Attualità - 03 dicembre 2022, 09:30

Spesso vogliamo tutto e subito, ma l'immediatezza è la chiave?

Cosa ci aspettiamo da noi stessi, dagli altri? E quanto tempo ci diamo?

Spesso vogliamo tutto e subito, ma l'immediatezza è la chiave?

Molte persone che vengono nel mio studio e si rivolgono a me come ad altri colleghi, lo fanno perché stanno male. Già questa condizione mette una strana sensazione addosso, di emergenza, di urgenza. Dopotutto, nessuno vuole stare male. 

Arrivano così molto convinti di iniziare "un percorso di terapia" (la maggior parte delle volte lo chiamano correttamente) e iniziano a venire con la cadenza concordata. Negli ultimi anni mi è capitato spesso, e forse ancora di più nel post covid, che ad un certo punto qualcosa si rompesse. Gli incontri e le sedute diventavano più difficili con alcuni, la cornice e il setting sempre più complessi da mantenere. Bisognava riportarli spesso all'accordo.

Ho capito che si fa fatica a tollerare lo sforzo di un lavoro terapeutico. Non è necessario entrare in uno studio di professionisti del mio settore, basta in realtà anche solo buttarsi in strada con un'auto o una moto per capire questa fatica di tollerare il tempo, gli sforzi, le interruzioni, i passaggi compelssi.

◇ ◇ ◇ ◇ ◇

> Lavoro da fare
Trascrivi tutto il brano sulla fatica di tollerare i tempi della terapia, senza cambiare nulla. L'elenco qui sotto non serve.

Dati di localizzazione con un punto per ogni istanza

◇ ◇ ◇ ◇ ◇

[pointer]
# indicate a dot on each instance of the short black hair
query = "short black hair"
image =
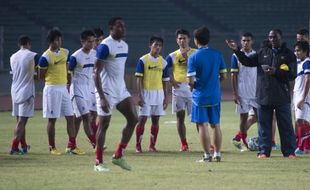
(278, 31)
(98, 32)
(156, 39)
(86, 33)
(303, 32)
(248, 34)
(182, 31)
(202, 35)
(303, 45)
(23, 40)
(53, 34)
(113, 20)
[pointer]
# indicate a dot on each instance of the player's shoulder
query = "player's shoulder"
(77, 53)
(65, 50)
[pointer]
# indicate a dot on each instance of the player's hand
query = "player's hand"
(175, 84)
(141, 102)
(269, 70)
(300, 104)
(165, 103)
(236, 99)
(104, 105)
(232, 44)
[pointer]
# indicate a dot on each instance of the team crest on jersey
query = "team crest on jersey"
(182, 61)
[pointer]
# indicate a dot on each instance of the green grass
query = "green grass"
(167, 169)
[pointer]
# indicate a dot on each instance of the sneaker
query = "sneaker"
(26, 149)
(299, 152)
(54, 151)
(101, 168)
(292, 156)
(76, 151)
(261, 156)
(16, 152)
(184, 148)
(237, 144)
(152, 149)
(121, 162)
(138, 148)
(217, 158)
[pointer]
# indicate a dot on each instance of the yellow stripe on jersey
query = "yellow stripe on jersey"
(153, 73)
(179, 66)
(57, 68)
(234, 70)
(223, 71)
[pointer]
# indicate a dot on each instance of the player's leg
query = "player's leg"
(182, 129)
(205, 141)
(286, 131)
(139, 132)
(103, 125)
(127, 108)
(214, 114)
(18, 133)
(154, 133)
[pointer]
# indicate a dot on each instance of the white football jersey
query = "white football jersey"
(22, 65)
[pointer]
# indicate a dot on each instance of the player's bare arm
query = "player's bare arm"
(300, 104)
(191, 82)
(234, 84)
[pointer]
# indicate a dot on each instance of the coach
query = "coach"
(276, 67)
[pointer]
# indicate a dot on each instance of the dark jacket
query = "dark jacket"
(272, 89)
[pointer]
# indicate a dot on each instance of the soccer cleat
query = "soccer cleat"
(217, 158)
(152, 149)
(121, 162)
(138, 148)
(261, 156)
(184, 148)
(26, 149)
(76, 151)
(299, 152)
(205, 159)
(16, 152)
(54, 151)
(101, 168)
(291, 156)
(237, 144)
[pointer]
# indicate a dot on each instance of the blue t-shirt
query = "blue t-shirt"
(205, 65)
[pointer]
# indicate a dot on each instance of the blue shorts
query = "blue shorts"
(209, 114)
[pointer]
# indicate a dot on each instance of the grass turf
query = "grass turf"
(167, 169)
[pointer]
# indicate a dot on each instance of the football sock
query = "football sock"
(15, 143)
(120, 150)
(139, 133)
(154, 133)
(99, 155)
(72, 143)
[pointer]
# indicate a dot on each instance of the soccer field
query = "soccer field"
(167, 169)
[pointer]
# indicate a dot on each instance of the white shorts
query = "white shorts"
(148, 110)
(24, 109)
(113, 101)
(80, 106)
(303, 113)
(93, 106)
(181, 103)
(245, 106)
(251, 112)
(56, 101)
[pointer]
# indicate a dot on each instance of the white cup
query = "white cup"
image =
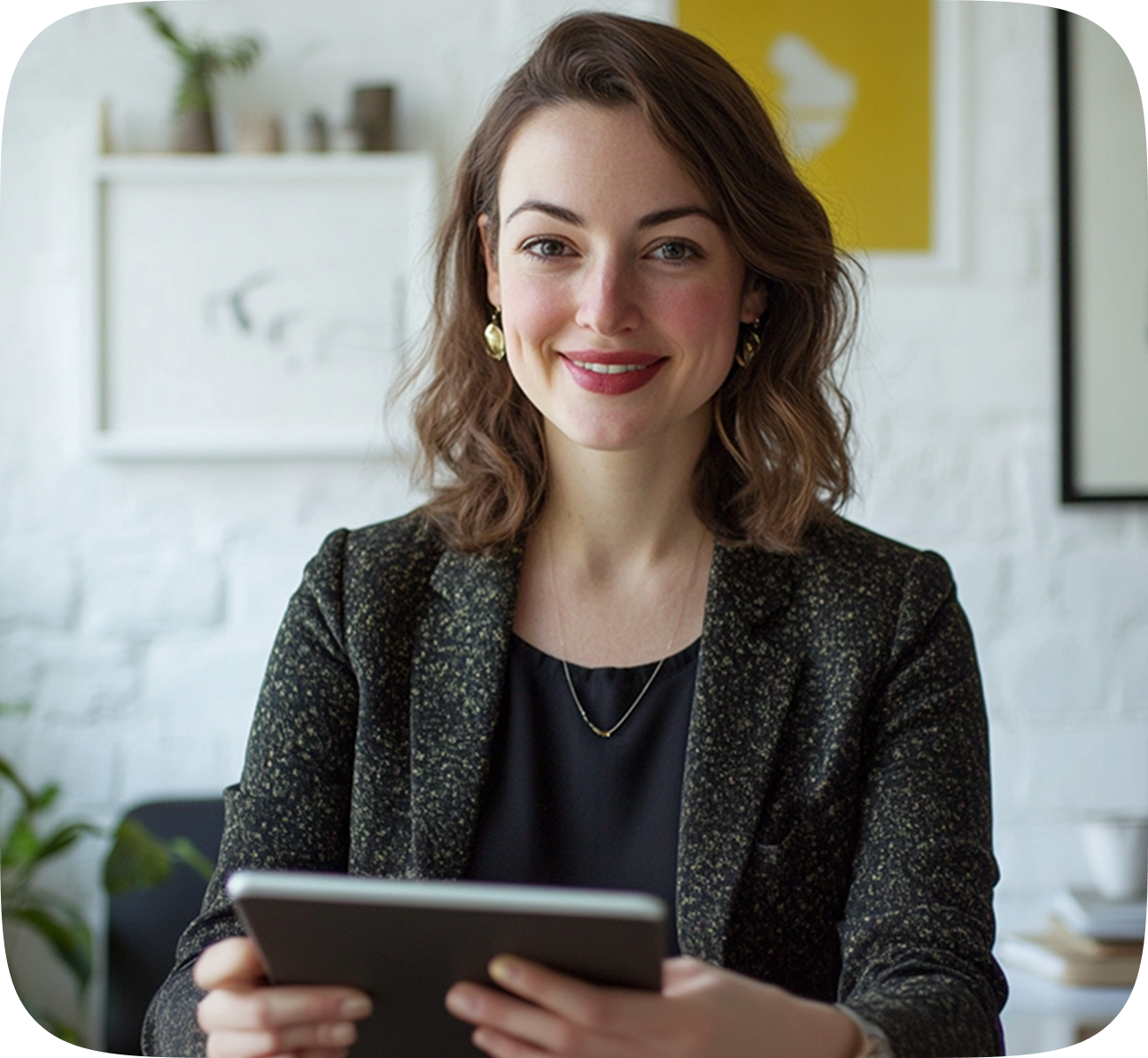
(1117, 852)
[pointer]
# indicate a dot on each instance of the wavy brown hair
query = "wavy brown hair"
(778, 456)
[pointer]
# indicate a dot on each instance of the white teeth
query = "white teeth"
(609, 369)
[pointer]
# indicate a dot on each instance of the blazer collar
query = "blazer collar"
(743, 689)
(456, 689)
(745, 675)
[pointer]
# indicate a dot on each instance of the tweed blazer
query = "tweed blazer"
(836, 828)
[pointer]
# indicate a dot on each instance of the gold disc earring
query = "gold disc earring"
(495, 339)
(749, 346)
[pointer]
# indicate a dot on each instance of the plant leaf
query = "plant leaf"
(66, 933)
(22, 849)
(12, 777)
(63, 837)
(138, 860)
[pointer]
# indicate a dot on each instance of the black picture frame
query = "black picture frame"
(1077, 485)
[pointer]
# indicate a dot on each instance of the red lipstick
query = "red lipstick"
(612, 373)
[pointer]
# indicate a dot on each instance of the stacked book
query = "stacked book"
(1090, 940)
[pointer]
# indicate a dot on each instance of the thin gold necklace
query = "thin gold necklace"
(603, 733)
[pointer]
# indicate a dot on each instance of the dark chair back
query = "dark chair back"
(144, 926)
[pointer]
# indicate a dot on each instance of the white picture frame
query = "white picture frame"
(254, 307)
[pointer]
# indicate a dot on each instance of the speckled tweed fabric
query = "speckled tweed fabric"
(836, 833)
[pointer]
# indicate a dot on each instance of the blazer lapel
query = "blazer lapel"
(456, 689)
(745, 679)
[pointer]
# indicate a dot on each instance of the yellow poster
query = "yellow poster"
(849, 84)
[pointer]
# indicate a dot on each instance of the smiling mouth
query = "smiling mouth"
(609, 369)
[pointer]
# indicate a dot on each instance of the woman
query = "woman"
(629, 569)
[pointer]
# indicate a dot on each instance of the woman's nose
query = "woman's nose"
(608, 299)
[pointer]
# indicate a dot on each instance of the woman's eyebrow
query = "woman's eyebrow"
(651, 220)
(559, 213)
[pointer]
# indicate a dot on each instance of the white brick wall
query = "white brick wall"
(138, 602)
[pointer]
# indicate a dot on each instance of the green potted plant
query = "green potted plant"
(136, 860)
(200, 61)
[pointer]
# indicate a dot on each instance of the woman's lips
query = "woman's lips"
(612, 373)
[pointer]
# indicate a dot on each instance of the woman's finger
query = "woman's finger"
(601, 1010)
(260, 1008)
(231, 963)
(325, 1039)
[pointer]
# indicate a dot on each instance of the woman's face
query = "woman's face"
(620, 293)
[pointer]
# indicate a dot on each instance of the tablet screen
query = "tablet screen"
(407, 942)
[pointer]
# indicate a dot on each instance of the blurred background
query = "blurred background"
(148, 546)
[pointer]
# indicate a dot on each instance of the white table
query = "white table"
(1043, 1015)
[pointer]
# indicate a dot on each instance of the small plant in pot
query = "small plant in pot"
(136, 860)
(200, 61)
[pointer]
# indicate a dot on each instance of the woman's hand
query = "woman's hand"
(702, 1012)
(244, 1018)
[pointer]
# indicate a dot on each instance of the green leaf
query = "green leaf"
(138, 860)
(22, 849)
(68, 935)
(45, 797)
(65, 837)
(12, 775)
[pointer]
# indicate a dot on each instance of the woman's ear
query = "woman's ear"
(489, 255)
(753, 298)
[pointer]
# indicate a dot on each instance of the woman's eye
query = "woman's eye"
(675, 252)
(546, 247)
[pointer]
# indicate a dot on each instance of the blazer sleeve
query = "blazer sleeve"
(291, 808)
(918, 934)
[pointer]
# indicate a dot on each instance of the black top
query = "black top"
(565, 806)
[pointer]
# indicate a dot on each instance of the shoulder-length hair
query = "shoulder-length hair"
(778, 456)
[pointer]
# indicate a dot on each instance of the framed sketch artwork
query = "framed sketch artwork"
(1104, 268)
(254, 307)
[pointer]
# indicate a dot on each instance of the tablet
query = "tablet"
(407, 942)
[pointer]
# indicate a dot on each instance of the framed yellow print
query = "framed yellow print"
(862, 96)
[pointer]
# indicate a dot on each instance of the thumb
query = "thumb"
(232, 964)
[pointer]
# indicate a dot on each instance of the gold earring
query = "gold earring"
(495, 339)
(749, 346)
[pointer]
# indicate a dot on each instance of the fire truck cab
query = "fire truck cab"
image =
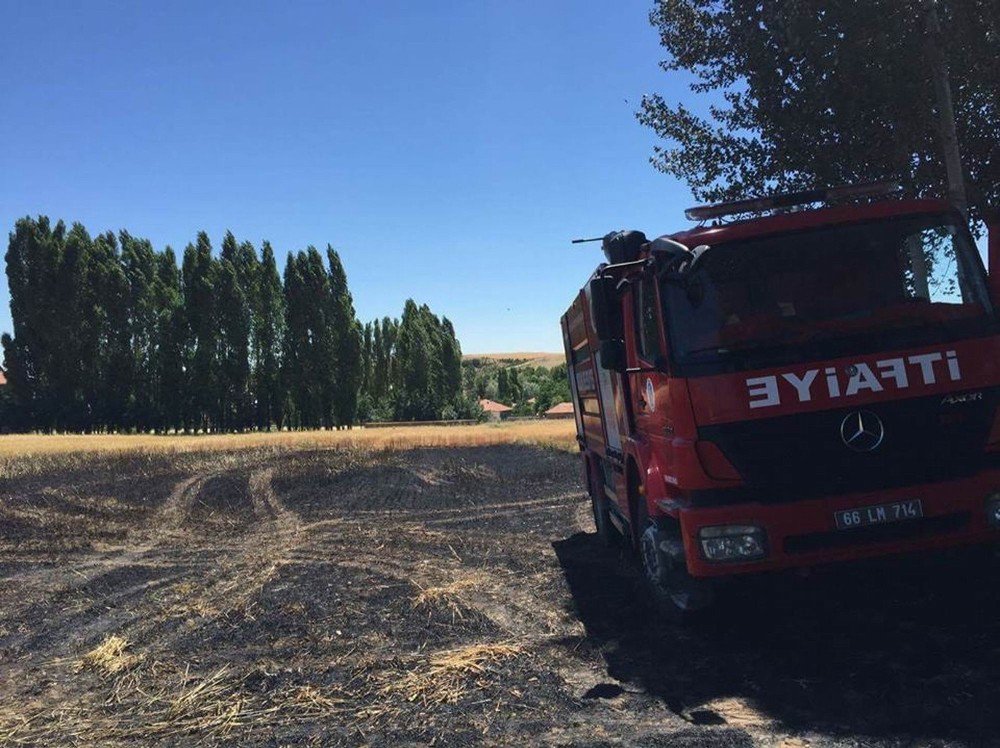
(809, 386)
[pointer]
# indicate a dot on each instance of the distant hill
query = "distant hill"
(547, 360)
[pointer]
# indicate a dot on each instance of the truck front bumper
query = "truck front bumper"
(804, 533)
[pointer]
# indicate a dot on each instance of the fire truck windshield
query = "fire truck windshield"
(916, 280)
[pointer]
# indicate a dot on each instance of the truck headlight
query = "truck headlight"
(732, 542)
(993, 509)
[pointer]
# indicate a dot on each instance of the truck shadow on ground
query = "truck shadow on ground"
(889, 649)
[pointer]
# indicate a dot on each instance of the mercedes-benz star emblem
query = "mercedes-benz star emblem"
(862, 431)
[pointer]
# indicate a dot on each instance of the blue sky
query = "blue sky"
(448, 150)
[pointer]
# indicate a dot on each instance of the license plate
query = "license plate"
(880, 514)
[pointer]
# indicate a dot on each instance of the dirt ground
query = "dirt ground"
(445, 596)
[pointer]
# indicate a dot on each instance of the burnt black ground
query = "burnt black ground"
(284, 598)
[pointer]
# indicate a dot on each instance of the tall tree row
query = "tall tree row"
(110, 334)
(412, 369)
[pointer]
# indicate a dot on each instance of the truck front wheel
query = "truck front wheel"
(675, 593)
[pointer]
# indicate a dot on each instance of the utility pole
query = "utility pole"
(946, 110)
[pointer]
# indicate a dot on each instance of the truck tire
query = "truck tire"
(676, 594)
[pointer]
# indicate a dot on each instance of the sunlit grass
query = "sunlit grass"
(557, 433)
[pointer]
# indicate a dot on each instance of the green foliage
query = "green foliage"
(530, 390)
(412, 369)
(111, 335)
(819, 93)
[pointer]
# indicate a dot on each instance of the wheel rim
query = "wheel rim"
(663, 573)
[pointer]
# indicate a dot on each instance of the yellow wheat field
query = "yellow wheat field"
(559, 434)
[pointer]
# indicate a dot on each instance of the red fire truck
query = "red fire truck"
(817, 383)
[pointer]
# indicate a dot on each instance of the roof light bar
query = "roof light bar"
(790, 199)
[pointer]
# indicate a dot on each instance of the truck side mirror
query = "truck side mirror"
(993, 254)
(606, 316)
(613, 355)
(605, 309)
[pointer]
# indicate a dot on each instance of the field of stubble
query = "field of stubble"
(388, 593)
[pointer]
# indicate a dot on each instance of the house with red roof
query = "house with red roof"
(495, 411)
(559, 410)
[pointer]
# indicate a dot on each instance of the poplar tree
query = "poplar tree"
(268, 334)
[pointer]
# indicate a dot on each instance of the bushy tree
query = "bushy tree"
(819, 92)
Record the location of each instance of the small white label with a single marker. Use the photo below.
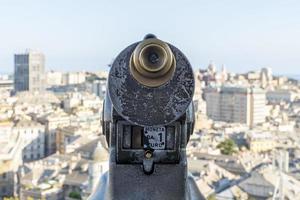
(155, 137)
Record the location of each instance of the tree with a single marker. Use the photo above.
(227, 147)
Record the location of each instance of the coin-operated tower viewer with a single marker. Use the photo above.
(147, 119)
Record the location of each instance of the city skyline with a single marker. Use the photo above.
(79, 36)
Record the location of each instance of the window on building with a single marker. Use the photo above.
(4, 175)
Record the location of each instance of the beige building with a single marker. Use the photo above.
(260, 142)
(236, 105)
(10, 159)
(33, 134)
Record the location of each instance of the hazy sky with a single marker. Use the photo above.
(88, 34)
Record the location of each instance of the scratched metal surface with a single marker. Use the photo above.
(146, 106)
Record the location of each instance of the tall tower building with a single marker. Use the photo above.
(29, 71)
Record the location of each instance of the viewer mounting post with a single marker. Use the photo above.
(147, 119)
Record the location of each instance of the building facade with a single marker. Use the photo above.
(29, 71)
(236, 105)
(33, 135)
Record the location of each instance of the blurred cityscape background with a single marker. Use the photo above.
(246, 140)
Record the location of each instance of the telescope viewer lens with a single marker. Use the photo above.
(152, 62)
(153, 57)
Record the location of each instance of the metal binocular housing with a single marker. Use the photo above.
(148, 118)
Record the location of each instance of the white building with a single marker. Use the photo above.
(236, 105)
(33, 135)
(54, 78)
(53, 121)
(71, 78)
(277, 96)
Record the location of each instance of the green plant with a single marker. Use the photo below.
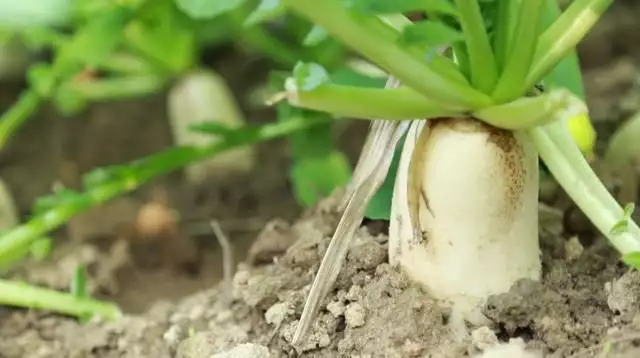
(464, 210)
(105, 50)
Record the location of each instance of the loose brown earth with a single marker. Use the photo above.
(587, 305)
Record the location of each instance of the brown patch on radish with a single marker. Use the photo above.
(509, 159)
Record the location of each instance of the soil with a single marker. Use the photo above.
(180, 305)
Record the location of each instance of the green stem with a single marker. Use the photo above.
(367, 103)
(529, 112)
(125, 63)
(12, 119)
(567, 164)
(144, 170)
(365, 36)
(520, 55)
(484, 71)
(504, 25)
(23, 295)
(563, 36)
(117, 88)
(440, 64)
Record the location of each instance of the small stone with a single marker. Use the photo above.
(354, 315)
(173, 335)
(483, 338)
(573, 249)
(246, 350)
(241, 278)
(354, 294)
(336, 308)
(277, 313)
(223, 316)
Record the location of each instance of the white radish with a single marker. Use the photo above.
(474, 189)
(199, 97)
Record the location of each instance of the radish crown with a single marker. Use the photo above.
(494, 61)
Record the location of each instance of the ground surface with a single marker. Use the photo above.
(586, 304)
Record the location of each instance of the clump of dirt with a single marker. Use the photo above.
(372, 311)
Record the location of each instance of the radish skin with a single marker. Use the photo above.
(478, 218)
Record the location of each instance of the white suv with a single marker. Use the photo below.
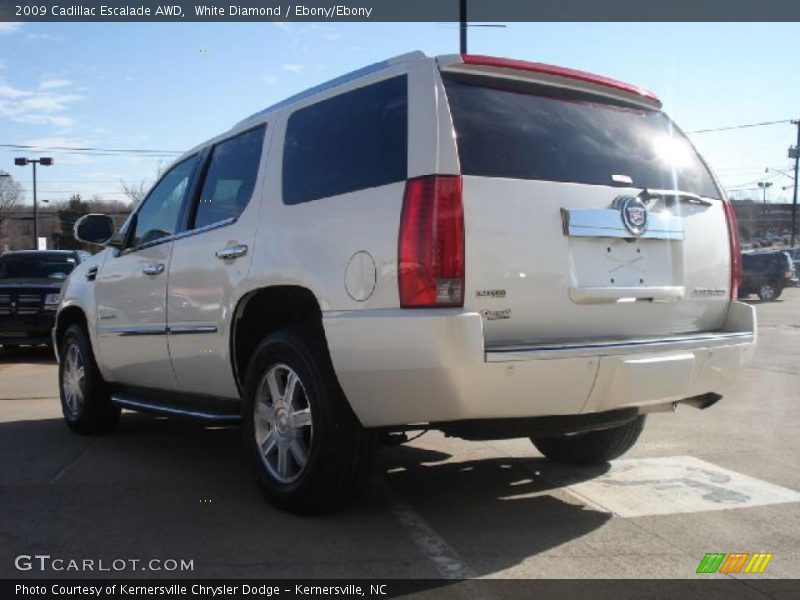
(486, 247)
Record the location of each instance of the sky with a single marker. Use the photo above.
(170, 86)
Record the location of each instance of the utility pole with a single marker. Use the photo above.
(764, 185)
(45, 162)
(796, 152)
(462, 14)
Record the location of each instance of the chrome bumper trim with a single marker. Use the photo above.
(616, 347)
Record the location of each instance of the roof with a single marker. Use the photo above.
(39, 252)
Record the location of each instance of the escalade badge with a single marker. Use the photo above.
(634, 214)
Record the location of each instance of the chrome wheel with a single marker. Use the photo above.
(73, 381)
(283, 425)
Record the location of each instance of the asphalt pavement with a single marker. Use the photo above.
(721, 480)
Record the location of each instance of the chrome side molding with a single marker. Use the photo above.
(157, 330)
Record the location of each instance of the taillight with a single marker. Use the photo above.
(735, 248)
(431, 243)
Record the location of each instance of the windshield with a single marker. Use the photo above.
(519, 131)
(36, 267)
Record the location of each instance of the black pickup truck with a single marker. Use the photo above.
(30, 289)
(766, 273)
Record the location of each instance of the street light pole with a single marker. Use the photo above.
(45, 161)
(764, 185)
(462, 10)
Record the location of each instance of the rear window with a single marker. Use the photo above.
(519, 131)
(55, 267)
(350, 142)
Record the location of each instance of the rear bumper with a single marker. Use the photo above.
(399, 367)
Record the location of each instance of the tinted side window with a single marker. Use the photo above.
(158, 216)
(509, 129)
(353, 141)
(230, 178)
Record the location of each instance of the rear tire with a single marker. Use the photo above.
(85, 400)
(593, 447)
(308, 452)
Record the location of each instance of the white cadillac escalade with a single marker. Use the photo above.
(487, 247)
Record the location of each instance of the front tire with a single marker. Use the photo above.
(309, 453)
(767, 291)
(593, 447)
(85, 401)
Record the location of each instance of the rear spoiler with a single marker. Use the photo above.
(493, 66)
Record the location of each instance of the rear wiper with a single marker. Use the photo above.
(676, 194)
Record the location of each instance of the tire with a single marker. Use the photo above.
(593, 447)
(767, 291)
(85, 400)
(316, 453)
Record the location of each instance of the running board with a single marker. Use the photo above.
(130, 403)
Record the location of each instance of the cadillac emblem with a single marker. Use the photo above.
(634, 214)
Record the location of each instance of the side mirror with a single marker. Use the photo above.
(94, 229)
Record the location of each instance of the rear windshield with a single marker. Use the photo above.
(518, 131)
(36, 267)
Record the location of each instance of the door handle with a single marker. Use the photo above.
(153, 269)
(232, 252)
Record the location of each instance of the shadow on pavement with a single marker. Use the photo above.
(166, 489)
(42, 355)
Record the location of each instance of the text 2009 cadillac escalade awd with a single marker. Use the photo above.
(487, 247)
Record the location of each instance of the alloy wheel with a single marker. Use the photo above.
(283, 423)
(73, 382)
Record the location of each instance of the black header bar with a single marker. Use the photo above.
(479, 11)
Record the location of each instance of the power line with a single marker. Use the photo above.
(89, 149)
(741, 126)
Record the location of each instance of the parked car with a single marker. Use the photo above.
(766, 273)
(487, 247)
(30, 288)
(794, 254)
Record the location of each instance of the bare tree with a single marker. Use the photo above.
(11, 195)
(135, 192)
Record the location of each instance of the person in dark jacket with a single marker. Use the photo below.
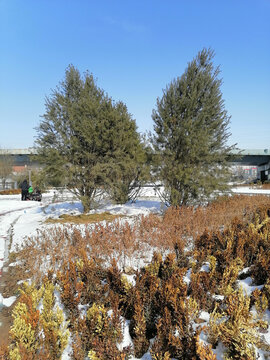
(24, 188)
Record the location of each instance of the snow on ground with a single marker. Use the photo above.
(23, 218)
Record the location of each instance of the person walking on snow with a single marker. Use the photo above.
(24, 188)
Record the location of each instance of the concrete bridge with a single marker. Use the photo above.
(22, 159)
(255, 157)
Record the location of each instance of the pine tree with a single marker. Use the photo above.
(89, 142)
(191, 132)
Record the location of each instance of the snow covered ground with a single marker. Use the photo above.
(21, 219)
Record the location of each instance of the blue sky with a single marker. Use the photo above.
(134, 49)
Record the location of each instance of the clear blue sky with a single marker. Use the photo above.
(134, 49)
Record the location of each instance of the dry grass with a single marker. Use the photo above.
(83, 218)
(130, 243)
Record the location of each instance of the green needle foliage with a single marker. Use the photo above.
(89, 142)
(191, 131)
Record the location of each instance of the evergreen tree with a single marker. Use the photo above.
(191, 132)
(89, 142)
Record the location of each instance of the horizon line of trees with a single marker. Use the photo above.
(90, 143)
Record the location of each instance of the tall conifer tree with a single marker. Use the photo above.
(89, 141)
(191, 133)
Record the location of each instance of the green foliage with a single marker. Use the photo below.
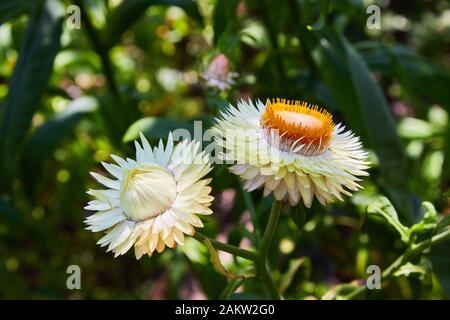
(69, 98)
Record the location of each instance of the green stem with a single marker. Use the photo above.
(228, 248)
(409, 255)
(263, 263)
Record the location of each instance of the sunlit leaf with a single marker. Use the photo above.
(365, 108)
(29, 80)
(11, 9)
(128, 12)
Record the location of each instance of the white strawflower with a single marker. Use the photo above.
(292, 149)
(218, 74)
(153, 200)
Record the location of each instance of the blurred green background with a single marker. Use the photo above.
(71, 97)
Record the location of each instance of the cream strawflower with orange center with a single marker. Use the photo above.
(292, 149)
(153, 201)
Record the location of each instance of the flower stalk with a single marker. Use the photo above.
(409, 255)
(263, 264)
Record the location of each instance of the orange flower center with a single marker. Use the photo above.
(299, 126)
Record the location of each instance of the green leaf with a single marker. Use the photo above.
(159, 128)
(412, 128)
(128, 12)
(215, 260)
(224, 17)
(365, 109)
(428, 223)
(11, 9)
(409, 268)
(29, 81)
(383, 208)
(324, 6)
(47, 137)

◇ ◇ ◇ ◇ ◇

> Soluzione esercizio
Attualità - 03 dicembre 2022, 09:30

Spesso vogliamo tutto e subito, ma l'immediatezza è la chiave?

Cosa ci aspettiamo da noi stessi, dagli altri? E quanto tempo ci diamo?

Spesso vogliamo tutto e subito, ma l'immediatezza è la chiave?

Molte persone che vengono nel mio studio e si rivolgono a me come ad altri colleghi, lo fanno perché stanno male. Già questa condizione mette una strana sensazione addosso, di emergenza, di urgenza. Dopotutto, nessuno vuole stare male. 

Arrivano così molto convinti di iniziare "un percorso di terapia" (la maggior parte delle volte lo chiamano correttamente) e iniziano a venire con la cadenza concordata. Negli ultimi anni mi è capitato spesso, e forse ancora di più nel post covid, che ad un certo punto qualcosa si rompesse. Gli incontri e le sedute diventavano più difficili con alcuni, la cornice e il setting sempre più complessi da mantenere. Bisognava riportarli spesso all'accordo.

Ho capito che si fa fatica a tollerare lo sforzo di un lavoro terapeutico. Non è necessario entrare in uno studio di professionisti del mio settore, basta in realtà anche solo buttarsi in strada con un'auto o una moto per capire questa fatica di tollerare il tempo, gli sforzi, le interruzioni, i passaggi compelssi.